TASK PROMPT – Write out the records again, exactly, leaving none out.

DATASET CONTENT –
-=-=-=-=-

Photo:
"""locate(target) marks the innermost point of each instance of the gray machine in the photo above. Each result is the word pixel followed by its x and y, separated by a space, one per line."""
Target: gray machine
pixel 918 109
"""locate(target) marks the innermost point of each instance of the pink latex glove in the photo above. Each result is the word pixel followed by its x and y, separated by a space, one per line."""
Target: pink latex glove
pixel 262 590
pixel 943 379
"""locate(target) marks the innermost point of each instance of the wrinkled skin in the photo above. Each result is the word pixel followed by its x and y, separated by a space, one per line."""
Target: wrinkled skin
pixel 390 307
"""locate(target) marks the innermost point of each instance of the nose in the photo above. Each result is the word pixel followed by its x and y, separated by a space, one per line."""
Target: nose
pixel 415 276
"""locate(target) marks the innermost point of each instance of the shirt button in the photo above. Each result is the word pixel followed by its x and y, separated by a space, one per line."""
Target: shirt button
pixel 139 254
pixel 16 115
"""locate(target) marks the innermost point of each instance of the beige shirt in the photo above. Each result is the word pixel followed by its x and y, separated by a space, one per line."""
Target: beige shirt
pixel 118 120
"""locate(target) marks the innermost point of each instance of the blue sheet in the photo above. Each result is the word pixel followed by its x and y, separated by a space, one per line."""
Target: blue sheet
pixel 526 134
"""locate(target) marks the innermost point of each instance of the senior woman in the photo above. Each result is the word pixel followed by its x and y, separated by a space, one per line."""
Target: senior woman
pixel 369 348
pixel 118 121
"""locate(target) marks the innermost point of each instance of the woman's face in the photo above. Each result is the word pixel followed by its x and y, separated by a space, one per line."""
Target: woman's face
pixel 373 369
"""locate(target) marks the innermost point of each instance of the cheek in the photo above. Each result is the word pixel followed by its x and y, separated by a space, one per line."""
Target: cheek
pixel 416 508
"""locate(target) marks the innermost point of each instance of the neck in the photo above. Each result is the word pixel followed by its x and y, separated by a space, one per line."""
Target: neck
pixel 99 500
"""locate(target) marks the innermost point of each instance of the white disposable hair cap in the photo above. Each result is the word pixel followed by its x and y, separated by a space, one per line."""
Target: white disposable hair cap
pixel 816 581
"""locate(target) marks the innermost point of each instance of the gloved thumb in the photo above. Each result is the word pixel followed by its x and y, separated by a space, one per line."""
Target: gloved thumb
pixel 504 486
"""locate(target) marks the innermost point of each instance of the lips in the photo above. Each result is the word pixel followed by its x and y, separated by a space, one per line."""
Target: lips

-=-=-=-=-

SOLVED PROBLEM –
Photo:
"""locate(target) marks the innermost point of each instance of the gray machine in the photo above. Each result is the word pixel followed by its x and y, separated by a space, one per line."""
Target: gray machine
pixel 918 109
"""locate(target) marks the innermost point of each instance of the pink latex glove in the photo above. Each result is the word pixel followed by its x and y, separated by a space, one per line."""
Target: pink latex glove
pixel 262 590
pixel 943 379
"""locate(target) marks the innermost point of each instance of the wrinkled skin in the photo above. Each result is the word pixel followed by its x and y, separated by a space, one per line."""
Target: wrinkled skin
pixel 390 307
"""locate(target) marks the innermost point of each instance of the nose in the photo above. Each result is the word pixel followed by its x and y, separated by a space, one per line."""
Target: nose
pixel 415 276
"""locate(target) marks the innermost point of each instance of the shirt button in the photo above. Each result is the word pixel followed by its x and y, separated by a space, one per line."""
Target: shirt button
pixel 139 254
pixel 16 115
"""locate(target) marks the innermost point of each instance of the beige shirt in the photo above. Each result is the word pixel followed by its x and y, separated by a space, one per line."""
Target: beige shirt
pixel 118 120
"""locate(target) marks the innermost point of each instance of the blue sheet in the photo above. Each result is the word pixel followed by its x and y, separated by a space, one per line."""
Target: blue sheet
pixel 526 134
"""locate(target) marks the innermost point of each instance of the senior woman in the photo above. Each result is the word pixel followed by its x and y, separated by a space, one per line."""
Target: senior woman
pixel 369 348
pixel 118 121
"""locate(target) marks the innermost point of each instance of the woman's face in the photo above. Each result is the word pixel followed by its x and y, separated by a space, one per line."""
Target: woman's face
pixel 373 369
"""locate(target) marks the innermost point of each instance of the cheek in the photo above. Each result is the word pixel followed by its x and y, separated by a space, one per line."""
Target: cheek
pixel 416 508
"""locate(target) marks the innermost point of each instance of the neck in the photo above. Each result is the word pixel followed by its x and y, separated by a space, one per line."""
Target: neck
pixel 99 500
"""locate(target) marks the innermost point of each instance of the white disposable hair cap in the photo above. Each result is the word pixel followed by its x and y, separated by a space, one per line."""
Target: white disposable hair cap
pixel 816 581
"""locate(target) marks the innermost point of each instance of the gloved thumb in the photo above. Each result is the word pixel followed by its x and y, separated by a space, one per line."""
Target: gloved thumb
pixel 504 486
"""locate(target) marks the innermost point of each instance of the lips in the photo above. Each result is the word pixel followed by its x and y, separated by a space, one per line."""
Target: lips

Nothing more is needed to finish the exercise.